- _DIRECTIVE_
Output the lines verbatim, starting with the line that contains "Find the stair" and going on through the line that contains "Please outline every instance of the stair".

::::::

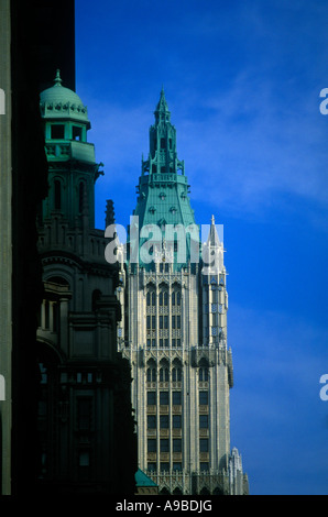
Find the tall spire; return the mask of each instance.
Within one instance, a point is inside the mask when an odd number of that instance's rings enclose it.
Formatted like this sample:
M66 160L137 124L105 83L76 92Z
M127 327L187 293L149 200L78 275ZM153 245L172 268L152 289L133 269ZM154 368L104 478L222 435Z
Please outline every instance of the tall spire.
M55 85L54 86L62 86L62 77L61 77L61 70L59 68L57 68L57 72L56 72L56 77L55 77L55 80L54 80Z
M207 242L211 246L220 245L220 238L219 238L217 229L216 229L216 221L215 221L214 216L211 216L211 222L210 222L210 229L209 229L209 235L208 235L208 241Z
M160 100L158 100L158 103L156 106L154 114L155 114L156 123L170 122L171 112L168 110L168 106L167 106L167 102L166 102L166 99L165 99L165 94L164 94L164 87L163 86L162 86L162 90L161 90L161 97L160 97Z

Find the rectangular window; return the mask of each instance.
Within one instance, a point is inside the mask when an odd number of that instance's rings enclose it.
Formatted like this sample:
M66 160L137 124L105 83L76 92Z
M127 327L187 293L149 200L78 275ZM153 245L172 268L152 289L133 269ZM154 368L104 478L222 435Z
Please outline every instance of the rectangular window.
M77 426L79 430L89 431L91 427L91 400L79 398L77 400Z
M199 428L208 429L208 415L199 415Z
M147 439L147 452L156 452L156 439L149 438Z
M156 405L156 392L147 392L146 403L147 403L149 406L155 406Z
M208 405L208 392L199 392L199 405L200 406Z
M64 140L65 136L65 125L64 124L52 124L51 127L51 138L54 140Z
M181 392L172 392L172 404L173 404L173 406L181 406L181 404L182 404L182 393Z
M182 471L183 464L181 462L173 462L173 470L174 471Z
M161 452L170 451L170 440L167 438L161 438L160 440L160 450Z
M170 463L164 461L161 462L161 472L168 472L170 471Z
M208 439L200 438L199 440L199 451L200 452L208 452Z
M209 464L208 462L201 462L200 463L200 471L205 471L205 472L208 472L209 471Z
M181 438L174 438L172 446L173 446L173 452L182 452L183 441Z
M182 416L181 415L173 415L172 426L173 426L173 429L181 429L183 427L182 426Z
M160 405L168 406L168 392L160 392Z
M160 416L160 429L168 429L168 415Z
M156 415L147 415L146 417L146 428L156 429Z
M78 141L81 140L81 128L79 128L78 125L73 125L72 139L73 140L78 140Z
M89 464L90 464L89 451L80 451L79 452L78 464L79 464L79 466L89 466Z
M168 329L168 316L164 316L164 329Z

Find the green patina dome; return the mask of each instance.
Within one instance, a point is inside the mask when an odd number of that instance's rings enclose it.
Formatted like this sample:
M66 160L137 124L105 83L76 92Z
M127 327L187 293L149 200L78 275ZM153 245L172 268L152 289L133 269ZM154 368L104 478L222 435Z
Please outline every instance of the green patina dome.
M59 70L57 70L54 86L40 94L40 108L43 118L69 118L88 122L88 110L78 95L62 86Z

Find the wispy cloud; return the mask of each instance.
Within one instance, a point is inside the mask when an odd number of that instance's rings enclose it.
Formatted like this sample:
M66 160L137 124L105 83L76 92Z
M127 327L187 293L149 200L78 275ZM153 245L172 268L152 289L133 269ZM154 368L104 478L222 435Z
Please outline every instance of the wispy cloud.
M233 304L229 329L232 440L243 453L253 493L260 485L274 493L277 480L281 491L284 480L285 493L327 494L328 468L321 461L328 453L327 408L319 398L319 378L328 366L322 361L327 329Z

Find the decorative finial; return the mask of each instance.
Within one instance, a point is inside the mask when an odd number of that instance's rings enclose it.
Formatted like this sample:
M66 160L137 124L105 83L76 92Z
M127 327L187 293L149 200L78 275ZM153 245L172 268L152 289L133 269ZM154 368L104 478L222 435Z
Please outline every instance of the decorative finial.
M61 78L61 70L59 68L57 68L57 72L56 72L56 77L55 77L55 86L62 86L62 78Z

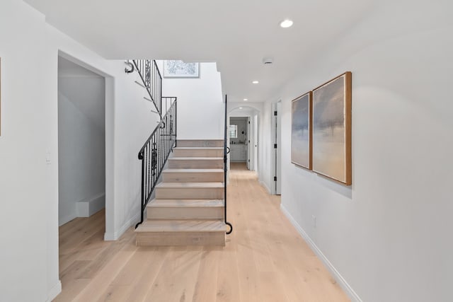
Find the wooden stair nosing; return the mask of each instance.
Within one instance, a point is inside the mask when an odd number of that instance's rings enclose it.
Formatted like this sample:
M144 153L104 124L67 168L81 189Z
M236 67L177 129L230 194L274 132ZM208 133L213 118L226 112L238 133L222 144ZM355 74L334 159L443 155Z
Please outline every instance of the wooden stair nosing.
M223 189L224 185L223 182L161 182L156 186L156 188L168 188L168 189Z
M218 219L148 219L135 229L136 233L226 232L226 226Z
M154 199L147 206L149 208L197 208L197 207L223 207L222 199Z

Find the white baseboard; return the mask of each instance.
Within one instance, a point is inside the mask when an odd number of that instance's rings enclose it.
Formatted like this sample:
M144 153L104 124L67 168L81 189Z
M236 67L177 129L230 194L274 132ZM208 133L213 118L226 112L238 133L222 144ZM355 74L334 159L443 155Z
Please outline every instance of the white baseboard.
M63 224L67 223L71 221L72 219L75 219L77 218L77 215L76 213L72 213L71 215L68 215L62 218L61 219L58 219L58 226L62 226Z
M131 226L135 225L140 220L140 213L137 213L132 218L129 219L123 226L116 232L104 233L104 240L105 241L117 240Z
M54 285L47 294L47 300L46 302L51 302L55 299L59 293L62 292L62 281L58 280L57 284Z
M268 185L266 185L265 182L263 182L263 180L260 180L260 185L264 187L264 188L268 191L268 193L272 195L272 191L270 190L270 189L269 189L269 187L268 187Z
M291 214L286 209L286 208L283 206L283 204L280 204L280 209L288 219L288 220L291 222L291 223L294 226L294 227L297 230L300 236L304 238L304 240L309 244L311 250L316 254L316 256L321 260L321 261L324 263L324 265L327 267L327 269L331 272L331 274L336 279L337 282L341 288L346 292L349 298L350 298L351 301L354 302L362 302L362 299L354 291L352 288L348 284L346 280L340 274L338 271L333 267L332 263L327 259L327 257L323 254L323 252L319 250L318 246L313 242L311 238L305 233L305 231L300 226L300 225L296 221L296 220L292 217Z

::::::

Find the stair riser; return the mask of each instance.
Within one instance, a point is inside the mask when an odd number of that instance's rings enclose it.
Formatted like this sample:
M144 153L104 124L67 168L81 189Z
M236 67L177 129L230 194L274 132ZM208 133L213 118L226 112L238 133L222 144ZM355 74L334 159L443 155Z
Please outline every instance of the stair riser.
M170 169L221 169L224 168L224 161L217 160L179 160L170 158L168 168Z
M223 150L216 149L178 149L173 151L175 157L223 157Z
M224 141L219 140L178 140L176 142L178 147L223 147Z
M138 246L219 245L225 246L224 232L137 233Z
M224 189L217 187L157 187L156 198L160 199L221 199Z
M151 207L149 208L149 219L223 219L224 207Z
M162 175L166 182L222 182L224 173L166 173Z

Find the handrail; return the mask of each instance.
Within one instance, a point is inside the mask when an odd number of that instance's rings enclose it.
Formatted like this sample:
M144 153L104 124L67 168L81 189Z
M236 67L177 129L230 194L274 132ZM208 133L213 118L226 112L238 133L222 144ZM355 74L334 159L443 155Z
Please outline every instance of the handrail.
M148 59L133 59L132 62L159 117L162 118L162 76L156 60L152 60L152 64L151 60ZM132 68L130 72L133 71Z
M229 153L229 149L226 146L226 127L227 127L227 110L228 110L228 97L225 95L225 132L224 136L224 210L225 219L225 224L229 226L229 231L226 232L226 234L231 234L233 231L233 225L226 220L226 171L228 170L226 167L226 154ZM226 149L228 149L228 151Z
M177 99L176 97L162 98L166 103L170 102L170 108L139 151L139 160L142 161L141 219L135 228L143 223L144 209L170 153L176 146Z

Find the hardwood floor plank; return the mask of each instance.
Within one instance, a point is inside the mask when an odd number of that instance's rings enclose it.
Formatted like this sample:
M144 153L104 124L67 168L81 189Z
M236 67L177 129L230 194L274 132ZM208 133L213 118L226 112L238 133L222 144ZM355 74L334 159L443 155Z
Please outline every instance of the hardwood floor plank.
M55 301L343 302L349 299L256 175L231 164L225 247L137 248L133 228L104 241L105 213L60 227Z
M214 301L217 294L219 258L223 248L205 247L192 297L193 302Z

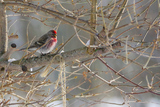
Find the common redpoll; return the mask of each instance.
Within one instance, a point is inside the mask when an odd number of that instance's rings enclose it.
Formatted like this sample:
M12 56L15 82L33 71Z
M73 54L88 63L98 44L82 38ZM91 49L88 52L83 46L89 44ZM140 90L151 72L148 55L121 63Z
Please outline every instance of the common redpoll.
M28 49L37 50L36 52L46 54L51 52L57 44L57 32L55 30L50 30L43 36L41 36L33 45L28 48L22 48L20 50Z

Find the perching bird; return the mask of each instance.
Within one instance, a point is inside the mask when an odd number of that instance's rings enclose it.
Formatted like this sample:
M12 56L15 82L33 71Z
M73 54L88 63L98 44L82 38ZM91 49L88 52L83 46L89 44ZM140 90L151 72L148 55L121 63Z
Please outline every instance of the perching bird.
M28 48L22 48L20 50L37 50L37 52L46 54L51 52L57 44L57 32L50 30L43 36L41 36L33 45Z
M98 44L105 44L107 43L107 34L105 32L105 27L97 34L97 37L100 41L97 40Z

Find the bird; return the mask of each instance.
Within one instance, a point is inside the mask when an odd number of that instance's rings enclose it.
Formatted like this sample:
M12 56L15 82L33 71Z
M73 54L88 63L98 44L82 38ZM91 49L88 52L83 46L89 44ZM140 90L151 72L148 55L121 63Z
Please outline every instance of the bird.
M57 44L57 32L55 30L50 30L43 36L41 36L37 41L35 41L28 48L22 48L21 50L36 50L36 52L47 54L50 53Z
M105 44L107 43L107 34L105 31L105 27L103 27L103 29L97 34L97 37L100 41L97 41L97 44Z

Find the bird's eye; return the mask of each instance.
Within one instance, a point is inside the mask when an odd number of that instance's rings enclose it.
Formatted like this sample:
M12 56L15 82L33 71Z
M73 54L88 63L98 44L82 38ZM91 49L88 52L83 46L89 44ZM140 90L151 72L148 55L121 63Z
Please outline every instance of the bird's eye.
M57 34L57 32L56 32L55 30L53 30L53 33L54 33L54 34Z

::::::

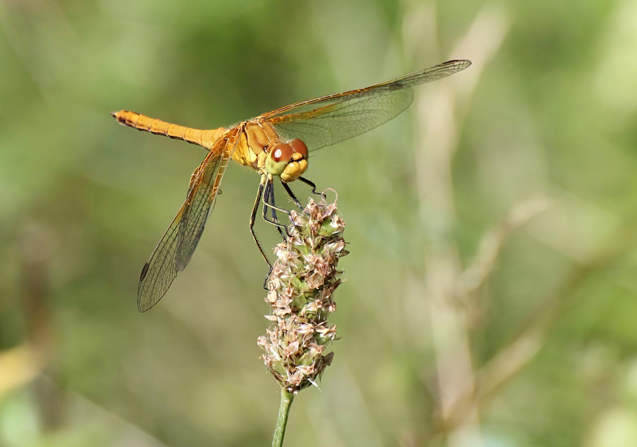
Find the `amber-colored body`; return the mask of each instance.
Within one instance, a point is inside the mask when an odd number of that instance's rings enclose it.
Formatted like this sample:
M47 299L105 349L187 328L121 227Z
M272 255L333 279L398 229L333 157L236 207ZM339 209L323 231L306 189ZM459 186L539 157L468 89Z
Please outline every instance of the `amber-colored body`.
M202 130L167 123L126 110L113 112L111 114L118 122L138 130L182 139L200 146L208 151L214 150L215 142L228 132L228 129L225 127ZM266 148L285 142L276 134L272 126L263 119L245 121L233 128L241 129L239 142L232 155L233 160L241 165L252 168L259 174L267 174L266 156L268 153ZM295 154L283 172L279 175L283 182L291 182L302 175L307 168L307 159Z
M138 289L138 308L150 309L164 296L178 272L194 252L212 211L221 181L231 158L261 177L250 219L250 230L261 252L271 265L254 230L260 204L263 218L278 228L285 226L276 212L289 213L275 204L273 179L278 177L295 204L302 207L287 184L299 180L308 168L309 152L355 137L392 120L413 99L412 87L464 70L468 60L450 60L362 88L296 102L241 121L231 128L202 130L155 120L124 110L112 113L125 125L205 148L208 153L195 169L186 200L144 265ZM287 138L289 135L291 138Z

::::::

- _WRITTEN SOLUTION_
Find the stair riser; return the mask of each instance.
Within one instance, a point is inside the mask when an odd number of that instance's rings enclose it.
Formatted like this sample:
M144 153L104 124L67 168L81 189Z
M236 67L177 129L230 194L274 132ZM208 133L213 118L226 112L238 133L222 144ZM355 74L334 159L443 155Z
Please outline every instance of the stair riser.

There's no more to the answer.